» TASK GOAL: Please extract, unchanged, the part of the material that opens with the line containing "of the window" and closes with the line containing "215], [448, 242]]", including both of those lines.

(Labeled-object pointing entries)
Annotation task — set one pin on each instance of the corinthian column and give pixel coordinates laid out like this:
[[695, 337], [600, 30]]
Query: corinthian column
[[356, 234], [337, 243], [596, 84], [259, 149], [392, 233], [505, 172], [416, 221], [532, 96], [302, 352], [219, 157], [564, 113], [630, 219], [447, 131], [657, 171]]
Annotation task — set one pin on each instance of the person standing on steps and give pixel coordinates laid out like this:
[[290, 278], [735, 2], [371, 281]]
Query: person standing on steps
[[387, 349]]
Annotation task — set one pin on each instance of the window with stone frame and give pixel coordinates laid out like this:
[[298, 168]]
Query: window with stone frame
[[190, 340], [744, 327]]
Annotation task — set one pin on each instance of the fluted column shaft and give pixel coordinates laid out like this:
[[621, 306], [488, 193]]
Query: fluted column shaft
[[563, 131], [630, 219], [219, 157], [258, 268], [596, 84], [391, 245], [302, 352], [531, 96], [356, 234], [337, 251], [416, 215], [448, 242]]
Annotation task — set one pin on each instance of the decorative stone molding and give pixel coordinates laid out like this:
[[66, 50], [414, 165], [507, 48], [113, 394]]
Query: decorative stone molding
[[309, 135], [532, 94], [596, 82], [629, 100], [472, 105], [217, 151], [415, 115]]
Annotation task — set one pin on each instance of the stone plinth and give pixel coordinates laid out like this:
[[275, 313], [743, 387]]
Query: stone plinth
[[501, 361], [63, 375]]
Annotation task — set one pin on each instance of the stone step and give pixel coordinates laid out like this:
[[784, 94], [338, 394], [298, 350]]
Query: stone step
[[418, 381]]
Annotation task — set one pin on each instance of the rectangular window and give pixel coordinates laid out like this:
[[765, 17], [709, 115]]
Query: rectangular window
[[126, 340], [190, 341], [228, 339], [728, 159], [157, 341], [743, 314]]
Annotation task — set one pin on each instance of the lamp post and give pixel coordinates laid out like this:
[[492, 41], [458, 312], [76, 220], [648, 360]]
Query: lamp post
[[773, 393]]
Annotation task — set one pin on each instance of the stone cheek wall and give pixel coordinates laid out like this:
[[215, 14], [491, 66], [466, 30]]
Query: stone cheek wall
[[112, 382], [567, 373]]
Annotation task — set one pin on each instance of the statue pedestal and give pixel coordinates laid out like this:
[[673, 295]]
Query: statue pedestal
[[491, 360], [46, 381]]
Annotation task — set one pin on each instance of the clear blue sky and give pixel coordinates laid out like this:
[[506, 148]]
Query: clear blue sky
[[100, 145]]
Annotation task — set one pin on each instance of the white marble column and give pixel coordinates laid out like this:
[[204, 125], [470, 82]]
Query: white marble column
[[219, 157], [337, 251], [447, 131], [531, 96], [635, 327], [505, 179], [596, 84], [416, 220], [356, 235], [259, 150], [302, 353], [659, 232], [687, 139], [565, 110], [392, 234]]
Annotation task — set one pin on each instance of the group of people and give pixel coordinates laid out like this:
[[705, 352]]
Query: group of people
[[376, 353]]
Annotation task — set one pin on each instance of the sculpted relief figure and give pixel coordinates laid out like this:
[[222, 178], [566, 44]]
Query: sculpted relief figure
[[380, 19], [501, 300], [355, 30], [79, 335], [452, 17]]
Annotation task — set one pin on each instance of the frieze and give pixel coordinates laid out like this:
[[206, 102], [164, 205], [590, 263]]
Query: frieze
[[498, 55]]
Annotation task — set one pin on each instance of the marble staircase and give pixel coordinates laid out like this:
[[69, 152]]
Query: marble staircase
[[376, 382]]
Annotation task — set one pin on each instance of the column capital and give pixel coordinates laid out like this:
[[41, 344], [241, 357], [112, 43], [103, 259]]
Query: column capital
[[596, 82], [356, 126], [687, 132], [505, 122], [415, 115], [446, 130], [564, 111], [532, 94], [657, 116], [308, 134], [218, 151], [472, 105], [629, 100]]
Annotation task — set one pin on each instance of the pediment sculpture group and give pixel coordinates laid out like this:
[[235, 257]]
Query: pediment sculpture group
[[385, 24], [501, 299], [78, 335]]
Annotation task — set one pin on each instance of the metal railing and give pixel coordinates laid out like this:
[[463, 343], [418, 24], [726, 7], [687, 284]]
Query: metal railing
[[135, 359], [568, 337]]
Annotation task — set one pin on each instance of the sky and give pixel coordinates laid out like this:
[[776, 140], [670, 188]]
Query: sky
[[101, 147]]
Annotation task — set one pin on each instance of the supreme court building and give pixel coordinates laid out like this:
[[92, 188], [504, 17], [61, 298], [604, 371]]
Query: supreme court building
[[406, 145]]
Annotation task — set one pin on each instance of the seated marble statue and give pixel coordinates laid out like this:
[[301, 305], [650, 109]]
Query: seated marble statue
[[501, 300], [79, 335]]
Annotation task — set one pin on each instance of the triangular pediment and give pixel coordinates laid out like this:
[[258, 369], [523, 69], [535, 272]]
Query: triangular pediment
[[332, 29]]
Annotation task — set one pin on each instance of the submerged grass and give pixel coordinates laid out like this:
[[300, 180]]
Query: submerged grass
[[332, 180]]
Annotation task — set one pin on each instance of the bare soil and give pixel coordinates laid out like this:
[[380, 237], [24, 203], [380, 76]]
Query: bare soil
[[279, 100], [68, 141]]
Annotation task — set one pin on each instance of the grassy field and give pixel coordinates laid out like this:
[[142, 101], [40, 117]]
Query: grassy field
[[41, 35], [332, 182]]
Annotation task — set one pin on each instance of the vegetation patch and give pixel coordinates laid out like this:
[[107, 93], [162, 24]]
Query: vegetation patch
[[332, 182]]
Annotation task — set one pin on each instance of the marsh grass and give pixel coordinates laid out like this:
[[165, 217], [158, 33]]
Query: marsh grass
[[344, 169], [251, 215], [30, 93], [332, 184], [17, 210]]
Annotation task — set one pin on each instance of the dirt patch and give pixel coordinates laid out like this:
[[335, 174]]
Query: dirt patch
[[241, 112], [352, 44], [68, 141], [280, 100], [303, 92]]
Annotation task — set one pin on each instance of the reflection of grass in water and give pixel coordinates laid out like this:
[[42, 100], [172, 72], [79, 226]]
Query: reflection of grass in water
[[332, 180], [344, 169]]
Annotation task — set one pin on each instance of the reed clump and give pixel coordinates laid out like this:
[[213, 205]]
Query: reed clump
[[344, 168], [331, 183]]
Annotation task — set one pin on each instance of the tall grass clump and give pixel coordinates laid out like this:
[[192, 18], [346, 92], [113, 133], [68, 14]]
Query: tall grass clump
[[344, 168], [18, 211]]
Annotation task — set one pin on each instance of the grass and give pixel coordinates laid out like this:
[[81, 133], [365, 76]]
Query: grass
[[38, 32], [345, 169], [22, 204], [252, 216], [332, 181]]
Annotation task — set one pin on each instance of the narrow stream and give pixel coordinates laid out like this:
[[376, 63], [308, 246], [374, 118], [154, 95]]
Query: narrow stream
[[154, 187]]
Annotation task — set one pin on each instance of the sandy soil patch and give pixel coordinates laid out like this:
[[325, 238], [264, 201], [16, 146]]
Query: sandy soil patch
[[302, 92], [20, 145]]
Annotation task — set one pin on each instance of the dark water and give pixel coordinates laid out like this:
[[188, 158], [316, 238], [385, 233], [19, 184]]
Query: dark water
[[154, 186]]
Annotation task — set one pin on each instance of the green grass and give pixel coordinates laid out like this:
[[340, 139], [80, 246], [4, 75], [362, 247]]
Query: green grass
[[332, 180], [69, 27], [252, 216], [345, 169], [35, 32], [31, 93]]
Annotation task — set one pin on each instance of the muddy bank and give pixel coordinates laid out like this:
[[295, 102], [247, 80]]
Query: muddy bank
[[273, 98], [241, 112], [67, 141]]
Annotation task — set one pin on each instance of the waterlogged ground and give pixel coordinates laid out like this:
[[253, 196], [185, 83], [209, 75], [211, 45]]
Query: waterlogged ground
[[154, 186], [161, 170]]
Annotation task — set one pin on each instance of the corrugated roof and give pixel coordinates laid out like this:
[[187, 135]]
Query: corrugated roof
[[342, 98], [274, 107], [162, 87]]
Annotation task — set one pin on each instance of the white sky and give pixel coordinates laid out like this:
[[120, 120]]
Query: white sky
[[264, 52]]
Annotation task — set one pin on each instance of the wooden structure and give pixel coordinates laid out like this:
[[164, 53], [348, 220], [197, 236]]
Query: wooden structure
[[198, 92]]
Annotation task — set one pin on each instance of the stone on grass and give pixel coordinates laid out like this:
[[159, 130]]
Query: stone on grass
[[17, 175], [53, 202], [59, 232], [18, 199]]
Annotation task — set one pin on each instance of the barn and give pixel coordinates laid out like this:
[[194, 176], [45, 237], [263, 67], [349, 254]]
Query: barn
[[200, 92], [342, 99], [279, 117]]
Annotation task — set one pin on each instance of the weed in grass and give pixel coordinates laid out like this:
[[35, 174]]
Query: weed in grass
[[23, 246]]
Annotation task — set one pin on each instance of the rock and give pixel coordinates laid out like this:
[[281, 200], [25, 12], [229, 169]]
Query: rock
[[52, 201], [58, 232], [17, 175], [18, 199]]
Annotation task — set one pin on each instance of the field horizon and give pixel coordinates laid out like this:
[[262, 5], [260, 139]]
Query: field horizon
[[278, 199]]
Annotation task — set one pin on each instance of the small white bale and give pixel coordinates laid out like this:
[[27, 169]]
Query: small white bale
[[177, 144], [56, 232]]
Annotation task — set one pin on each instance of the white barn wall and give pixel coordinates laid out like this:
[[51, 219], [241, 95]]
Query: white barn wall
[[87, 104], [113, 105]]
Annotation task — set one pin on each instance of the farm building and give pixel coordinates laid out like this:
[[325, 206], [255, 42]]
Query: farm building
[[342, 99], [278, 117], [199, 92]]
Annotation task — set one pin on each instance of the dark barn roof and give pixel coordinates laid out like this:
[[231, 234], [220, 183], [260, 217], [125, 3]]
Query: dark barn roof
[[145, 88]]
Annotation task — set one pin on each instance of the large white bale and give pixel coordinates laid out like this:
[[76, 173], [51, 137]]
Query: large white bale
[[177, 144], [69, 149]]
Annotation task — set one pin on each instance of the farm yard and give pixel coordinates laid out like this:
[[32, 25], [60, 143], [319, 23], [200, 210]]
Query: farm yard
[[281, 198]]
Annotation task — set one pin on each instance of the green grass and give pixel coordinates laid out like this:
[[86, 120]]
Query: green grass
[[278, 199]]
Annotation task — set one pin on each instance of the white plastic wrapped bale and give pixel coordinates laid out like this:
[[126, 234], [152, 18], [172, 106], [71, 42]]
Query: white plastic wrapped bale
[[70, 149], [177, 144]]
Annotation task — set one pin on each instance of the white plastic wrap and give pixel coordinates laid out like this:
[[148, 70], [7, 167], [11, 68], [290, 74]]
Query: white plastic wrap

» TASK RESULT:
Annotation task — set one pin on each instance of the window with stone frame and give pixel coordinates laid out like this:
[[298, 168]]
Query: window with stone frame
[[190, 340], [744, 327]]
Annotation task — set one pin on each instance of the fluted column shaft and give pixel coordinates laid out like this:
[[621, 306], [488, 193]]
Query: fluted column shaft
[[563, 131], [630, 219], [219, 157], [258, 268], [596, 84], [391, 245], [302, 352], [531, 96], [356, 234], [337, 251], [416, 215], [448, 242]]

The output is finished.